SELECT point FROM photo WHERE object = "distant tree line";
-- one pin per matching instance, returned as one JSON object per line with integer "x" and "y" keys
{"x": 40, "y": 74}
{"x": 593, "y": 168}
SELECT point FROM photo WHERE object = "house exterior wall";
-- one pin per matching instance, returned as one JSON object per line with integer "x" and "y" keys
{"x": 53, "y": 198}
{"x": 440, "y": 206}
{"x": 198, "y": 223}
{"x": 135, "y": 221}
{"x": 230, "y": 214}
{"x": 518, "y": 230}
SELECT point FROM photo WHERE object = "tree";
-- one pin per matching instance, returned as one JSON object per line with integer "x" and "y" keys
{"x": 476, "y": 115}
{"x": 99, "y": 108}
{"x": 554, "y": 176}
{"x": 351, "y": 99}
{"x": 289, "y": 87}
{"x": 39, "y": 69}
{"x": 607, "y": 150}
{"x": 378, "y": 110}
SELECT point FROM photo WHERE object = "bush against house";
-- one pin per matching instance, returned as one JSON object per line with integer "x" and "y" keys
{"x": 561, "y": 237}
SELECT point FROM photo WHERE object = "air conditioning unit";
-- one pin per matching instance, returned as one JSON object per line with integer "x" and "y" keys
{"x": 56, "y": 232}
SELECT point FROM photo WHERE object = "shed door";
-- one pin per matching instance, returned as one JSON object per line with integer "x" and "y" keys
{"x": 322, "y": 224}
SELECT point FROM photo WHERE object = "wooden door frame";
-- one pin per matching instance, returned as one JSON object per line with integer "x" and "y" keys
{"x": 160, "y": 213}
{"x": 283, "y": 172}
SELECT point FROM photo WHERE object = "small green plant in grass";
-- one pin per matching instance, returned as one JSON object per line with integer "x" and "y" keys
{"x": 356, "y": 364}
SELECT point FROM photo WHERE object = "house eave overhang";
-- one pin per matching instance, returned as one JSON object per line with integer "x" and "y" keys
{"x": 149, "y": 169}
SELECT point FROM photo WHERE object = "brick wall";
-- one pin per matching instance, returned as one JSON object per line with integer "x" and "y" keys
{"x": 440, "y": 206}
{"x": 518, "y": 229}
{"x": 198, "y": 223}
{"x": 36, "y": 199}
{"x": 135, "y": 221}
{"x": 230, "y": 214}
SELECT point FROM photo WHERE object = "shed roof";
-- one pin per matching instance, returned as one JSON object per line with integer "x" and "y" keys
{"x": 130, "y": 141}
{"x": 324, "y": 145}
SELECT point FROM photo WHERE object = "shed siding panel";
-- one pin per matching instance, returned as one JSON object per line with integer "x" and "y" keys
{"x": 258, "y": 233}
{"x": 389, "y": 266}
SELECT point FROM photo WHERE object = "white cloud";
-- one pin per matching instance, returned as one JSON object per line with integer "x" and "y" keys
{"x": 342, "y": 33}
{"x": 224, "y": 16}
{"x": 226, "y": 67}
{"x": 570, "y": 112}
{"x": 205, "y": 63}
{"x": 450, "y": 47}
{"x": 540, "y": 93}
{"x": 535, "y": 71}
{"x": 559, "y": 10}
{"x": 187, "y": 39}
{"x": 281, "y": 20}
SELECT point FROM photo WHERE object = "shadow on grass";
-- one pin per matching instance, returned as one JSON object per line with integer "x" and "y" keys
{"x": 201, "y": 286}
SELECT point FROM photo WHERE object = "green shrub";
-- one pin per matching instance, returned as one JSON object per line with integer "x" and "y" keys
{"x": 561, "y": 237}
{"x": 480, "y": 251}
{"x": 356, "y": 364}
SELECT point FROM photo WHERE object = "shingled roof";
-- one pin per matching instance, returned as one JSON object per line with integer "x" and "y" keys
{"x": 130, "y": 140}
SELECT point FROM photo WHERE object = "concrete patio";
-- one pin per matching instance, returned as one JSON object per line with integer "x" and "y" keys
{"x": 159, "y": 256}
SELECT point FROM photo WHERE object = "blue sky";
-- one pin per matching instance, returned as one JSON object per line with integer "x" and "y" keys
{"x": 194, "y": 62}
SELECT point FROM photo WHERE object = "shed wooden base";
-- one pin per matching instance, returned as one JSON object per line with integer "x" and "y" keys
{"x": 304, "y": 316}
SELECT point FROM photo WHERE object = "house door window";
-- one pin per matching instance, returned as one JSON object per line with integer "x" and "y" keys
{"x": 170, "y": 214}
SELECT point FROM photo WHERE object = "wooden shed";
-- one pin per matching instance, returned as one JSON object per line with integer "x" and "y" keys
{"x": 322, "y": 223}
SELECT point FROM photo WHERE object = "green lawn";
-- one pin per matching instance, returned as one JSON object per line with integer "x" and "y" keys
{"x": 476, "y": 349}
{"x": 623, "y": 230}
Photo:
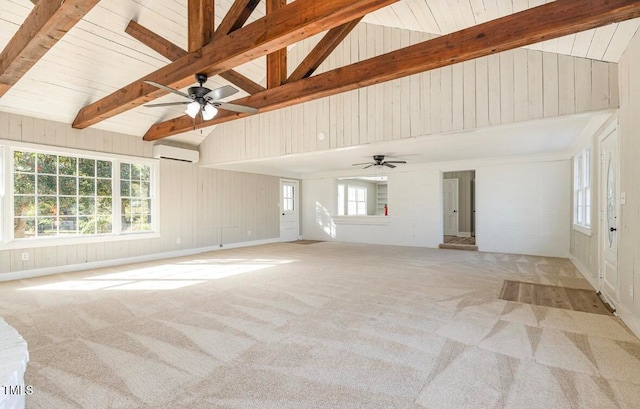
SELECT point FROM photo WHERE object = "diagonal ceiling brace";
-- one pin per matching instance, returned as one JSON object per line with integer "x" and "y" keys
{"x": 289, "y": 24}
{"x": 548, "y": 21}
{"x": 237, "y": 15}
{"x": 322, "y": 50}
{"x": 47, "y": 23}
{"x": 172, "y": 52}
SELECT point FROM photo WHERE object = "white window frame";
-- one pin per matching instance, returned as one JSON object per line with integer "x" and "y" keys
{"x": 343, "y": 201}
{"x": 7, "y": 240}
{"x": 358, "y": 204}
{"x": 582, "y": 182}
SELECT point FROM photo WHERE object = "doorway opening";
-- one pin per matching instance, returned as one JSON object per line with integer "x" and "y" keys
{"x": 459, "y": 210}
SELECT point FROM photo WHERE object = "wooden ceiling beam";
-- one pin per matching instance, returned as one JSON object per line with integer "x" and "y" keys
{"x": 172, "y": 52}
{"x": 47, "y": 23}
{"x": 292, "y": 23}
{"x": 200, "y": 23}
{"x": 277, "y": 60}
{"x": 237, "y": 15}
{"x": 548, "y": 21}
{"x": 322, "y": 50}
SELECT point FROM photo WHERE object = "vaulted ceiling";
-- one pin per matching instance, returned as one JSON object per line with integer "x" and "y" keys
{"x": 115, "y": 43}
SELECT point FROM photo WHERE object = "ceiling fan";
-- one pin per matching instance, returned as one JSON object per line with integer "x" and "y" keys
{"x": 378, "y": 160}
{"x": 202, "y": 100}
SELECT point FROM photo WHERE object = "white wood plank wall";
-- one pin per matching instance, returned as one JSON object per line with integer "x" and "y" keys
{"x": 201, "y": 206}
{"x": 517, "y": 85}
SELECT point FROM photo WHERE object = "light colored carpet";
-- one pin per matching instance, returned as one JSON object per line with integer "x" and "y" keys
{"x": 331, "y": 325}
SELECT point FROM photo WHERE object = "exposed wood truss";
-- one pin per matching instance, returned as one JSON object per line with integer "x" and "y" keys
{"x": 172, "y": 52}
{"x": 277, "y": 60}
{"x": 47, "y": 23}
{"x": 235, "y": 18}
{"x": 322, "y": 50}
{"x": 287, "y": 25}
{"x": 552, "y": 20}
{"x": 201, "y": 19}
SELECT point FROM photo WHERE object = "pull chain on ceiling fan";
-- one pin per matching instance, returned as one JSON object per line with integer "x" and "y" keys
{"x": 378, "y": 160}
{"x": 202, "y": 100}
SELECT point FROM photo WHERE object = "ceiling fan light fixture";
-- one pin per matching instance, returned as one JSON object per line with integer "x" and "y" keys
{"x": 193, "y": 109}
{"x": 208, "y": 112}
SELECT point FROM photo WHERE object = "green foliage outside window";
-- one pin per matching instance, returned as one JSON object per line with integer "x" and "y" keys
{"x": 56, "y": 195}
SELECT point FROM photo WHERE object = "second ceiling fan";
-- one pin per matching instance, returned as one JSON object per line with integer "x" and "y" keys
{"x": 378, "y": 160}
{"x": 202, "y": 100}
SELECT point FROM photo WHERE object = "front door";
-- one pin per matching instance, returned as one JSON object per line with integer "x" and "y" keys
{"x": 289, "y": 215}
{"x": 609, "y": 217}
{"x": 450, "y": 206}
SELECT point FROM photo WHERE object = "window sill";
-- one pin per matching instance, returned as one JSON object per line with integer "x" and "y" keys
{"x": 584, "y": 230}
{"x": 362, "y": 220}
{"x": 70, "y": 241}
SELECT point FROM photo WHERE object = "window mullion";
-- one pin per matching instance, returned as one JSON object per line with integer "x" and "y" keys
{"x": 115, "y": 198}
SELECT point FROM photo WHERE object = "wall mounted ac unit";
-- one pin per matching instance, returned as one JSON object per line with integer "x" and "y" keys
{"x": 175, "y": 153}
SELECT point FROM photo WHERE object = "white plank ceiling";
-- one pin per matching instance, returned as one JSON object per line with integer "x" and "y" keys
{"x": 97, "y": 57}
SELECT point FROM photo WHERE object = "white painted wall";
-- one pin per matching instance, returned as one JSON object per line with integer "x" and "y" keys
{"x": 202, "y": 207}
{"x": 414, "y": 212}
{"x": 509, "y": 87}
{"x": 629, "y": 218}
{"x": 522, "y": 208}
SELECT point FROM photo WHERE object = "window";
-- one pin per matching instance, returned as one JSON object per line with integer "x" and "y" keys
{"x": 287, "y": 198}
{"x": 582, "y": 189}
{"x": 55, "y": 195}
{"x": 356, "y": 200}
{"x": 135, "y": 196}
{"x": 361, "y": 196}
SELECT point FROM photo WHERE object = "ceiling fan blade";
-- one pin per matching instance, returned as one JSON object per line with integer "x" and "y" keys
{"x": 168, "y": 89}
{"x": 236, "y": 108}
{"x": 166, "y": 104}
{"x": 220, "y": 93}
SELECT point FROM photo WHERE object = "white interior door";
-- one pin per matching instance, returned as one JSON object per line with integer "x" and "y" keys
{"x": 289, "y": 215}
{"x": 609, "y": 202}
{"x": 450, "y": 206}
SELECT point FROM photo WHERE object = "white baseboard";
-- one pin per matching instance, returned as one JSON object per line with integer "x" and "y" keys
{"x": 591, "y": 278}
{"x": 632, "y": 321}
{"x": 18, "y": 275}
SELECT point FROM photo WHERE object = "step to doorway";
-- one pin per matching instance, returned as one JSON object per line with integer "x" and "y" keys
{"x": 453, "y": 246}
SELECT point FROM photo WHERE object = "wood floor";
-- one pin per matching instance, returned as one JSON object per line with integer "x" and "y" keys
{"x": 552, "y": 296}
{"x": 459, "y": 243}
{"x": 459, "y": 240}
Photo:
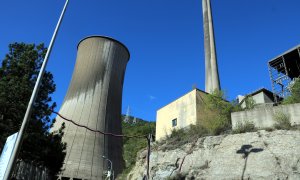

★ ★ ★ ★ ★ ★ ★

EXERCISE PROMPT
Take every line from the listing above that includes the word "house" and copy it.

EXERCISE SOLUTION
SELECT point FROM photo WHERE object = "house exterior wall";
SELECT point FROM photo WHERE object = "bush against house";
SELECT point FROM photo WHERE object = "house eave overhang";
SELECT point FROM photo WHERE object = "house door window";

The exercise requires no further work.